» **Given exercise**
Return exactly the lines that run from the one containing "Mark the region of each instance of the short" to the end of the entries, with both ends included.
## BEGIN Rows
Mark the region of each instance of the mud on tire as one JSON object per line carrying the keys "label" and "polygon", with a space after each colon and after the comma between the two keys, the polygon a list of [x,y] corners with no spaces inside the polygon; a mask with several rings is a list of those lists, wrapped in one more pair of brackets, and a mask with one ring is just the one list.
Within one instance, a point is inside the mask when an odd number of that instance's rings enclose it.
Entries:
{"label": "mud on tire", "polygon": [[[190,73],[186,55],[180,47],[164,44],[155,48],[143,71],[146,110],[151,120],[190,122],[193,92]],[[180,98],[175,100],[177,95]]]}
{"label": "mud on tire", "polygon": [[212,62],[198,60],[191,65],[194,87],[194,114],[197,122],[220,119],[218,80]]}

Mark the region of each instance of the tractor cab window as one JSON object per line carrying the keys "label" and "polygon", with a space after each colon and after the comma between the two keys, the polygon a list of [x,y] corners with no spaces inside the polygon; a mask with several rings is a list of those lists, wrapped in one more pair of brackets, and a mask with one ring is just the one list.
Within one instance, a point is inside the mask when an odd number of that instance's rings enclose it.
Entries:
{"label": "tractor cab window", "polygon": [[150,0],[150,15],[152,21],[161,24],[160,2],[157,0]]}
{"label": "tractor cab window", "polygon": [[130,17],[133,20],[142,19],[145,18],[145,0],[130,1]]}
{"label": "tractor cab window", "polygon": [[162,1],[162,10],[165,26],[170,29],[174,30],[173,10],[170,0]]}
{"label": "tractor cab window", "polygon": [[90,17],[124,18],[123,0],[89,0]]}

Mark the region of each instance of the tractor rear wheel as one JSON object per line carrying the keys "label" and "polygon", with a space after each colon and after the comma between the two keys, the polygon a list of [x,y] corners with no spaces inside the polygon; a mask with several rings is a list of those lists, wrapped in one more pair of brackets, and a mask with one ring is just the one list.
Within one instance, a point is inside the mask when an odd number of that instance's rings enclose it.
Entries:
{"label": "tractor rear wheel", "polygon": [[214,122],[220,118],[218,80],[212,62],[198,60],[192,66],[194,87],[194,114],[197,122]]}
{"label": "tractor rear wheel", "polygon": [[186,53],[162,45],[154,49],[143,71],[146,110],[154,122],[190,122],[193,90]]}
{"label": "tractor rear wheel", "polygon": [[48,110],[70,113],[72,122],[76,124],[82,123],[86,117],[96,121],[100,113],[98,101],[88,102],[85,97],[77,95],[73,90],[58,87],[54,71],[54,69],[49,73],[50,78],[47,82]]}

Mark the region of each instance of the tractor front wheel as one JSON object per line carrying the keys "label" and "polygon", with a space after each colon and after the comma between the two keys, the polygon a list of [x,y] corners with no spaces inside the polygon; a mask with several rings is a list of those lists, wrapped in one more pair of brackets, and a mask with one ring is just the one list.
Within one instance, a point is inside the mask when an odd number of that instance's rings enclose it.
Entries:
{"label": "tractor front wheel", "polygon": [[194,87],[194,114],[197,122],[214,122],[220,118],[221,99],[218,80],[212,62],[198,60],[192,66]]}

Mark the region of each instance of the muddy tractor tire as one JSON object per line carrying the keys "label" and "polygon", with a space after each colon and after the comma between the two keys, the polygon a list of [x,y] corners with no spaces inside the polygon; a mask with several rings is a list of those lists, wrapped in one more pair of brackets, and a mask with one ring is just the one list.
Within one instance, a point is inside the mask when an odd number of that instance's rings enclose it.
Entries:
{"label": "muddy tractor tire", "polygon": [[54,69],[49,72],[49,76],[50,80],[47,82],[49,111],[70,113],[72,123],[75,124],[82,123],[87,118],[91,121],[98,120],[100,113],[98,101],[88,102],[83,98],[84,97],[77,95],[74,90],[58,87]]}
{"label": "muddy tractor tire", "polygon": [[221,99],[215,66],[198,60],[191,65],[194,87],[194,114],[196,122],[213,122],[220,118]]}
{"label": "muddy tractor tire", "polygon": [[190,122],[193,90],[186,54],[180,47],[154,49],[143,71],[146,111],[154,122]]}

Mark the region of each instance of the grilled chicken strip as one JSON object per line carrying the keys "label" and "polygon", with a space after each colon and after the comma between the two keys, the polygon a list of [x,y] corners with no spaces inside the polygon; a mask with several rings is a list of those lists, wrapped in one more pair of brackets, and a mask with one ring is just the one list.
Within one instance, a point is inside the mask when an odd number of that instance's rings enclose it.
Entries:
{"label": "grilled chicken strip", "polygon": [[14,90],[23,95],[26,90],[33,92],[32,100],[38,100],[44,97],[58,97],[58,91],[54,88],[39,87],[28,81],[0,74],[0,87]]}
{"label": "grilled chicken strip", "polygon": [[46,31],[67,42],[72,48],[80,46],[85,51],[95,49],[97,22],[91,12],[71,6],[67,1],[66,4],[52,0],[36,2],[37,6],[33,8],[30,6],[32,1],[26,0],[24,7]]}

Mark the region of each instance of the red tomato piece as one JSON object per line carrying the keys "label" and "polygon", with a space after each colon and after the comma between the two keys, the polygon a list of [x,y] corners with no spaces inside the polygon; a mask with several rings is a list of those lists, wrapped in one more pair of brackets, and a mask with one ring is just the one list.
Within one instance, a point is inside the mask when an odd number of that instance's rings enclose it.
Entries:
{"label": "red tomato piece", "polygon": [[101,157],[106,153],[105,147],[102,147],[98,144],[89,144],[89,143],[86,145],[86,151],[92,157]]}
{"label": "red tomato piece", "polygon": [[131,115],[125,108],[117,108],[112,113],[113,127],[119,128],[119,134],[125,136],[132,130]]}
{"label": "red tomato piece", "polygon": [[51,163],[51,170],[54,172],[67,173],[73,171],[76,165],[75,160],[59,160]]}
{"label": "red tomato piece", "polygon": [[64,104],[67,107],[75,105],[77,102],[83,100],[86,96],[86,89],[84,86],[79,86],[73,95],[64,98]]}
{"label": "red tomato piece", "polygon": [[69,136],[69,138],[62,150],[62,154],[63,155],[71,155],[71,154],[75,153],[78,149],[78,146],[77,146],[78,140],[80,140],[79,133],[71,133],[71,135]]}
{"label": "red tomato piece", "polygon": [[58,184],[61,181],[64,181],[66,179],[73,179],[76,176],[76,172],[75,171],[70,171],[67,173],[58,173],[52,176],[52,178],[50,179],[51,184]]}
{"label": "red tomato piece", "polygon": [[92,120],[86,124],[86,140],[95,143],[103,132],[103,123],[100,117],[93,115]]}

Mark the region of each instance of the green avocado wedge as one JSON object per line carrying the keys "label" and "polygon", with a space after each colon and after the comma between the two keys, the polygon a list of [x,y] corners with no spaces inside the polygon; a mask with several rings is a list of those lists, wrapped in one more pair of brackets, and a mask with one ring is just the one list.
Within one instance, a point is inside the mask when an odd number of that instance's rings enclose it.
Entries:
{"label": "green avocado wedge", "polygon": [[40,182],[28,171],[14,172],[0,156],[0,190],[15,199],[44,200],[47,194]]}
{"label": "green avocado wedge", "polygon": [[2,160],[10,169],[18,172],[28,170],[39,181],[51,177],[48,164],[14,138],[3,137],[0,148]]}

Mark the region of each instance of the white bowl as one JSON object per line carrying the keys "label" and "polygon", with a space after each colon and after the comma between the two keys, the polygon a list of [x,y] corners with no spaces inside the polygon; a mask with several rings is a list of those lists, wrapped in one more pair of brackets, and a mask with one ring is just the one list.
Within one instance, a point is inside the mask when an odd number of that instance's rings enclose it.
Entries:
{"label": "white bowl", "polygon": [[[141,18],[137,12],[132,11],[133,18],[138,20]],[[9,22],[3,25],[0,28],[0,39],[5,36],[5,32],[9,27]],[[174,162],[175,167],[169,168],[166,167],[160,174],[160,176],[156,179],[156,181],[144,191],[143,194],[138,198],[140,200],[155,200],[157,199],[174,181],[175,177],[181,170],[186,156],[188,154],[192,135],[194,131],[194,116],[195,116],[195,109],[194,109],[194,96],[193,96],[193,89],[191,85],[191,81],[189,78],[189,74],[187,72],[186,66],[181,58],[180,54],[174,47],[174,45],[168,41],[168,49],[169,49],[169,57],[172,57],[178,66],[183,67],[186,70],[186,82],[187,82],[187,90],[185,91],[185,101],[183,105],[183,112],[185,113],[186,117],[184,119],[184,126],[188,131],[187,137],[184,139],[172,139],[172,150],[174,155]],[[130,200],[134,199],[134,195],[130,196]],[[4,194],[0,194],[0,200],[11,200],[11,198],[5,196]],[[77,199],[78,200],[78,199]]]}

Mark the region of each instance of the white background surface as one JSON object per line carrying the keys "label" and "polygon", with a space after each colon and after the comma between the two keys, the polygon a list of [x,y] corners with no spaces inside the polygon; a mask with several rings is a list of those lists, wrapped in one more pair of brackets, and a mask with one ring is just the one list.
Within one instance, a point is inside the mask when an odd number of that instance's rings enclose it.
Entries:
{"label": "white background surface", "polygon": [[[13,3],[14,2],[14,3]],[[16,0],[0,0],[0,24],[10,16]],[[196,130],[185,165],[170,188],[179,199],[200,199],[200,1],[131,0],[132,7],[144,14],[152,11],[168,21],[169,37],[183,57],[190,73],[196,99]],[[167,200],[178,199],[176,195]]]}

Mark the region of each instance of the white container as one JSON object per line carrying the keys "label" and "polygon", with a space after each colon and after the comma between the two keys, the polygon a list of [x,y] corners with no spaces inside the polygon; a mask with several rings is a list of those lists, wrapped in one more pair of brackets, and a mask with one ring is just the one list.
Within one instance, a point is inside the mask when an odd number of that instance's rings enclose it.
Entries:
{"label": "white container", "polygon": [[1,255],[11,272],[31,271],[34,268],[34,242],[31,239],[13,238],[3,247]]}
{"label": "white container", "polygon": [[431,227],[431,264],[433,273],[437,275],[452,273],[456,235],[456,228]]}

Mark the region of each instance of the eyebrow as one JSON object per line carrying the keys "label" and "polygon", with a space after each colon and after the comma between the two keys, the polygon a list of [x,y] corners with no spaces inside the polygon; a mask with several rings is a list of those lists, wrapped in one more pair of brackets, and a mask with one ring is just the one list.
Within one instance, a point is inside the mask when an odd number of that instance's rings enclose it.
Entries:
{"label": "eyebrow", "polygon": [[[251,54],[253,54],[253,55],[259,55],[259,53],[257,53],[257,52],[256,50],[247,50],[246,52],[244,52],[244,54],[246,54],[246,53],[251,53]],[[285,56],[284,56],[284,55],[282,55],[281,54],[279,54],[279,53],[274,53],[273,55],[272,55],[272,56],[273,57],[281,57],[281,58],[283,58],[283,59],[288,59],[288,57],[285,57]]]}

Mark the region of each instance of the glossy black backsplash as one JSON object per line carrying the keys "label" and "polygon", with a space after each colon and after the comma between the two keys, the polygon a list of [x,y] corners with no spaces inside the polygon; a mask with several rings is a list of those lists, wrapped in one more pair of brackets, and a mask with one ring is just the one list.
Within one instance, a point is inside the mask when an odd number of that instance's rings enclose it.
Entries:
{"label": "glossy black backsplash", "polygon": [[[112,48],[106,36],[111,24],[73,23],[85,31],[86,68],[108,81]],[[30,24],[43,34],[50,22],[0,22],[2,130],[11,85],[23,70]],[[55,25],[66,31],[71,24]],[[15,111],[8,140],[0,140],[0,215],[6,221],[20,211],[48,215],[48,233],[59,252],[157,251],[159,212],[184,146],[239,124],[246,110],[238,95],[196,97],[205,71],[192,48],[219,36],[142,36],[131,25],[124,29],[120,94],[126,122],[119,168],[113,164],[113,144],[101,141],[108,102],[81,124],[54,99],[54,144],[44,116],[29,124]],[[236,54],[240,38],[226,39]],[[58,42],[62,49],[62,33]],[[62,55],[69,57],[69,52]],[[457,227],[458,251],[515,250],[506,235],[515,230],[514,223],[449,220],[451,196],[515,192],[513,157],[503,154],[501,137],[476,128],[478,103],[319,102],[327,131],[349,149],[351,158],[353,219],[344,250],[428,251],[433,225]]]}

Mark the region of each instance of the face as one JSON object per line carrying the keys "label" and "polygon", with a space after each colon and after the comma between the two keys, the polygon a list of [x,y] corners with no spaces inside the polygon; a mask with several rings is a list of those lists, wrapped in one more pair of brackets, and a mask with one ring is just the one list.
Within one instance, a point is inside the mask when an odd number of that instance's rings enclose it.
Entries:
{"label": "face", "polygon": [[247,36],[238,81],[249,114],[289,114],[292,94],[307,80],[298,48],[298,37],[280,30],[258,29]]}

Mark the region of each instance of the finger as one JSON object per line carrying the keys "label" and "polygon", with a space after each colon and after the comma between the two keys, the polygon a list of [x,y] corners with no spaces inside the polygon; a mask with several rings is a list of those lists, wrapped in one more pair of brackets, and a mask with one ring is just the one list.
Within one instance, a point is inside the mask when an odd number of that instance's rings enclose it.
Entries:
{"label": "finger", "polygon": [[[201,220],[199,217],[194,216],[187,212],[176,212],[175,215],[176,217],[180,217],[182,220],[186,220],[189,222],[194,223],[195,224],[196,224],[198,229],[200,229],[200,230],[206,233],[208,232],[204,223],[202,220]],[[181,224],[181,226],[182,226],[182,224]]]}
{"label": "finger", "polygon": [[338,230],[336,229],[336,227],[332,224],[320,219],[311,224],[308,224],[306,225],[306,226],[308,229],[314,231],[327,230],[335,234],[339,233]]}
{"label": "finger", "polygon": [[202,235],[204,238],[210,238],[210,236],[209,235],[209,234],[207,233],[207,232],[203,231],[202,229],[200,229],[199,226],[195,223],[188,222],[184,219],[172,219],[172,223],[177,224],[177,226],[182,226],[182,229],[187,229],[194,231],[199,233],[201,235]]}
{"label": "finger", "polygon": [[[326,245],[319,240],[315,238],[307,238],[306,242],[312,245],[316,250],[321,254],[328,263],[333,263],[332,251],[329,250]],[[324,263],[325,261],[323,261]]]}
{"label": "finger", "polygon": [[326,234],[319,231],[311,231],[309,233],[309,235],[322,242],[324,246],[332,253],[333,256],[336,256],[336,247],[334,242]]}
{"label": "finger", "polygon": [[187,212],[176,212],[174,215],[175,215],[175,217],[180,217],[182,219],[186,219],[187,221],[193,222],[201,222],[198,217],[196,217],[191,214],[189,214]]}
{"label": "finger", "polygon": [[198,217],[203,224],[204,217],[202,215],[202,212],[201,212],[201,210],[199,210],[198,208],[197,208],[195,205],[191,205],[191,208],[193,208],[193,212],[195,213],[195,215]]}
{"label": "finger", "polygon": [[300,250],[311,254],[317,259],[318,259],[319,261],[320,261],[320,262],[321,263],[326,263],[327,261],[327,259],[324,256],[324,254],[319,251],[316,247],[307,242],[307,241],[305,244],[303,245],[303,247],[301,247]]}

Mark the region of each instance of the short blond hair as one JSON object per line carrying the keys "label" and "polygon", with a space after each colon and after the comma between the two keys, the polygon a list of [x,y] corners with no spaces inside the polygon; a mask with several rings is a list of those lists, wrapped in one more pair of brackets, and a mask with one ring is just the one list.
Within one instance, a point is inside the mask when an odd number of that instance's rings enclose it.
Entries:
## END Rows
» **Task response**
Mark the region of each instance of the short blond hair as one JSON object per line carrying the keys "label" and "polygon", with a space after each colon and after the comma between the two keys, the polygon a list of [x,y] corners with no spaces inside the polygon; a mask with several rings is a list of those lists, wrapped in one more pair of brackets, and a mask with one ring is just the one list.
Within one instance, a point is inside the mask when an odd number of that instance's rings enclose it.
Entries:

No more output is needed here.